Position annotation items
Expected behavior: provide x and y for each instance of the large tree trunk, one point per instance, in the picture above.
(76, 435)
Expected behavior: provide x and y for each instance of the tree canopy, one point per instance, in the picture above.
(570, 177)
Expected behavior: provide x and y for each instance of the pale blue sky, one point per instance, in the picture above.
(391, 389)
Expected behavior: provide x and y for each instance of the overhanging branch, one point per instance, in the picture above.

STATED GOAL: Rewrite all of the items above, swapping every occurrence of "one point per instance" for "a single point per instance" and leaving everything else untouched.

THE COMPLETED TASK:
Expected behavior: provide x and y for each instance of the large tree trunk, a single point per instance, in the picture above.
(76, 435)
Expected behavior: provide x and y for each instance of the tree canopy, a single point per instance, in the picture above.
(570, 177)
Expected behavior: provide x and y for each instance of the pale blue sky, a single point per instance, in the picture above.
(391, 389)
Expected behavior: provide x and y for each instance of the overhanging branch, a single point per instance, in the picture above.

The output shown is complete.